WHAT NEEDS TO BE DONE:
Could you give back every entry below exactly, with the pictures dropped?

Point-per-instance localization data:
BEGIN
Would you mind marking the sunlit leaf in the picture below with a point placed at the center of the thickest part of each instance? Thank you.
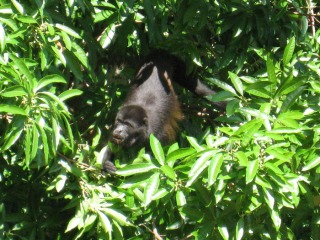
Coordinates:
(157, 149)
(314, 162)
(288, 51)
(236, 82)
(136, 169)
(68, 30)
(214, 168)
(49, 80)
(151, 188)
(251, 170)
END
ANSWER SPACE:
Would you mind marking the sunlit leaf in the picture below with a point placed at the center of the thickest part of each instance? Thank you.
Coordinates:
(157, 149)
(314, 162)
(288, 51)
(236, 82)
(136, 169)
(68, 30)
(214, 168)
(49, 80)
(151, 188)
(251, 170)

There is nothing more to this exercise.